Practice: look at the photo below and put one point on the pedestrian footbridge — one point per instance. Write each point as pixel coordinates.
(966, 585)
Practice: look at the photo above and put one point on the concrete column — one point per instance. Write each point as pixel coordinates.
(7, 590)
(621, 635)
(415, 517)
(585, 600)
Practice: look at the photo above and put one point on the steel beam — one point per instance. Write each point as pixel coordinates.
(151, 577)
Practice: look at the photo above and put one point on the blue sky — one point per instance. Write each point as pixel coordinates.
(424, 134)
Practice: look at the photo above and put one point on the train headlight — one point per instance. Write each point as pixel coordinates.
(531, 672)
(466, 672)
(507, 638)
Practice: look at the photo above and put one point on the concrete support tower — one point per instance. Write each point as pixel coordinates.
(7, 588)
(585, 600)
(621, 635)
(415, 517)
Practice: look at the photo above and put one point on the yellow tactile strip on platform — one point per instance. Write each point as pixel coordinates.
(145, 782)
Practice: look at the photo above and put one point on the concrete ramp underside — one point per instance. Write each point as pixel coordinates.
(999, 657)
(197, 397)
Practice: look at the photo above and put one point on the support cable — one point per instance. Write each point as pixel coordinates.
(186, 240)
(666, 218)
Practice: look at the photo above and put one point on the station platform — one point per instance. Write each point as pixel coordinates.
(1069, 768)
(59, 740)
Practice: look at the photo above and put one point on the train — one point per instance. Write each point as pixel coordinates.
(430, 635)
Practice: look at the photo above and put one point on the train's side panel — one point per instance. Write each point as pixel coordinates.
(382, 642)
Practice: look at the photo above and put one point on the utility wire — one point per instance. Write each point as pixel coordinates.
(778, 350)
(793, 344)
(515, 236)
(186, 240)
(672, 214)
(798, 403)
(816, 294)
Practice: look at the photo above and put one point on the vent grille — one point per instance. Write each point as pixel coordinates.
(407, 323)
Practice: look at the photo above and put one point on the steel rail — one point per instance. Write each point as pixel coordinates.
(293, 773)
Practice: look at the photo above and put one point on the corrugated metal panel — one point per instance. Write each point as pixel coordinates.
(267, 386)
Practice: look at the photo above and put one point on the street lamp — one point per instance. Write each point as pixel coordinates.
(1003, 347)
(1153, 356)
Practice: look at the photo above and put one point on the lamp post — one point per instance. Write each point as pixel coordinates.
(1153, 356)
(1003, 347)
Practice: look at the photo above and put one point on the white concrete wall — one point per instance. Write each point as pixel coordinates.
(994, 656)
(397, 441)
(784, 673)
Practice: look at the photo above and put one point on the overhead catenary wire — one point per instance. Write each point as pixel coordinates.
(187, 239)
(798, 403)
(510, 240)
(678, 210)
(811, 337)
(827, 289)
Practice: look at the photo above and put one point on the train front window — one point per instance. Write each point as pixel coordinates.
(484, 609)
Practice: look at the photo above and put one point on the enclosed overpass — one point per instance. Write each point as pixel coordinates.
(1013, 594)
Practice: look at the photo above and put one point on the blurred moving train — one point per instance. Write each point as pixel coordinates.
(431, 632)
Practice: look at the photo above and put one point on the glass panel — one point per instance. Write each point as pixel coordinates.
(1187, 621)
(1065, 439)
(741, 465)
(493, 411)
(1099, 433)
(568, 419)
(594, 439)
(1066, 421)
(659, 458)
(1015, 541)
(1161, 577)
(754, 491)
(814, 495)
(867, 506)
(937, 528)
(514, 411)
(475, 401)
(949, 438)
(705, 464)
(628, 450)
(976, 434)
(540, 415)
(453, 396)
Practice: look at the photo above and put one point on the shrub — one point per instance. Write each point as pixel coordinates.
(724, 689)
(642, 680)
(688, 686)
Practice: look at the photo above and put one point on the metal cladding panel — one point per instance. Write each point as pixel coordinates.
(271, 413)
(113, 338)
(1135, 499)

───

- Problem requirements: For each line in the data, set it down again exactly.

- Answer to this problem:
Practice: look at the photo below and put one point on the pedestrian footbridge — one point per instance. Write each point as pixel coordinates.
(966, 585)
Practice: look at the photo above and put one point on the concrete column — one point per instance. Write each point as pixel coordinates.
(7, 590)
(621, 635)
(415, 517)
(585, 600)
Practice: look at the photo above and put one point on the steel beam — one point per instance. Write each point as pixel coordinates.
(151, 577)
Practice: look at the photo above and put one point on the blue sky — one point per instance. Write each point as pixel coordinates.
(424, 134)
Practice: look at the photo above and put one point on the train headlight — one point per instance. Write each point as pixel coordinates.
(531, 672)
(466, 672)
(507, 638)
Practice: look at the photo above and put one point on the concrete support tower — one point per instance. Write each point as pixel coordinates.
(7, 588)
(585, 600)
(621, 635)
(415, 517)
Practice: look at the photo above and put one point on the yellow tactile strip on platform — one point per instance. Write each point as pixel coordinates.
(145, 782)
Practice: look at the photo above and put one point on the concrete ramp underside — one point per instance. Write each point as pixel coordinates.
(999, 657)
(197, 397)
Practice: look at the photo above and put one point on the support cable — one point per instance. Write each point as pixel coordinates.
(186, 240)
(666, 218)
Practice: look at the photo above and put one point on the station platform — one point per instance. Write each point as pixel coordinates.
(1069, 768)
(59, 740)
Practice: look at the photo above and put one point on the train — one point per instance. Write each point as pixel coordinates.
(430, 635)
Practice: look at the photo above and put one point on the train's side panel — one point per instance. Write each point as pixel coordinates.
(382, 642)
Practice: look at the photo above and put one point on the utility wire — one point per instance. Write each point as pixel coordinates.
(778, 350)
(793, 344)
(515, 236)
(186, 240)
(672, 214)
(798, 403)
(816, 294)
Practice: look at the photo above and put one point on the vent grille — one point per instance. Write each point as pixel coordinates.
(407, 323)
Practice: look at the photo above and put one point on the steel rail — one point per instance. Write each point as pixel coordinates.
(293, 773)
Practice: look at the photo above and put one point on the corrugated metal panel — one point per instance. Write each point as pixel coordinates.
(267, 386)
Practice: look at the photo above and put one point on the street lamp — one point per instance. Write each point as pixel coordinates.
(1003, 347)
(1153, 356)
Practice: look at the photo above and put one point on the lamp post — one point per instance. Write each point as pixel coordinates.
(1153, 356)
(1003, 347)
Practice: look at the photo above and put one point on the white concrete wall — one point per instance. Write each point as pixel coordinates.
(994, 656)
(397, 441)
(784, 673)
Practice: look at the photo above and put one point on the overhead catenary wire — one point per instance. Write each point as pixel coordinates.
(187, 239)
(798, 403)
(510, 240)
(678, 210)
(811, 337)
(827, 289)
Practice: look at the photo above and put one point on the train front window — one point per instance. Write each point as pixel coordinates.
(484, 609)
Practice: look at the photo above and put one point on the enclosed overpass — one point per instance. Write each point as pixel coordinates.
(1013, 594)
Practice: look at the photo above and put one point on the blurred moving train — one point per instance. Write each point as pixel coordinates.
(431, 632)
Practice: look at the photo above and put one point on the glass panel — one point per instance. Write each point as pixel coordinates.
(1187, 621)
(1065, 439)
(741, 465)
(493, 411)
(1099, 433)
(568, 419)
(594, 439)
(1066, 421)
(659, 458)
(1015, 541)
(1161, 577)
(754, 491)
(814, 495)
(867, 506)
(937, 528)
(514, 411)
(475, 401)
(949, 438)
(705, 464)
(628, 450)
(976, 434)
(540, 415)
(453, 396)
Practice: look at the photo above and put one point on the shrub — one point per instance. Write each point as pixel coordinates.
(724, 689)
(642, 680)
(688, 686)
Practice: look at the photo above and put one point on the metal cladding panel — one point per instance. Write each point as pixel coordinates.
(271, 413)
(113, 338)
(1135, 499)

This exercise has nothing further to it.